[begin Excerpt provided]

The banished body is unhierarchical.

It registers local intensities, not arguments. It is a field of sensations juxtaposed in space.

It is vague about size and location, unclear on measurements of all kinds, bad at telling time (though good at keeping it).

It is capacious, doesn't object to paradox, includes opposites--doesn't know what opposites are.

It is simultaneous.

It is unstable. It changes from moment to moment, in its experience both of itself and of the world.

It has no center, but a roving focus. (It "reads" itself.)

It is neither clearly an object nor simply a thought, meaning or spirit; it is a hybrid of thing and thought, the monkey in the middle.

It is easily influenced; it is largely for being influenced, since its largest organs are sensing devices.

It is permeable; it is entered by the world, via the senses, and can only roughly define its boundaries.

It reports to us in stories, intensities, hallucinatory jolts of uninterpreted perceptions: smells, sights, pleasure, pain.

Its public image, its face is a collage of stories, borrowed images, superstitions, fantasies. We have no idea what it "really" looks like.

[end Excerpt provided]

* The exercise *
Print the part of the passage about the banished body between "It has no center, but" and "in the middle.", inclusive.

[begin Information provided]

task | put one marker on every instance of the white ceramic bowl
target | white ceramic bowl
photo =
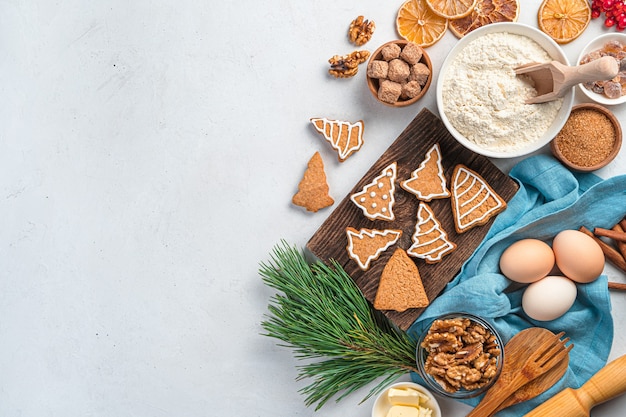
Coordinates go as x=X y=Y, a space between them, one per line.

[end Information provided]

* Completed task *
It has no center, but a roving focus. (It "reads" itself.)

It is neither clearly an object nor simply a thought, meaning or spirit; it is a hybrid of thing and thought, the monkey in the middle.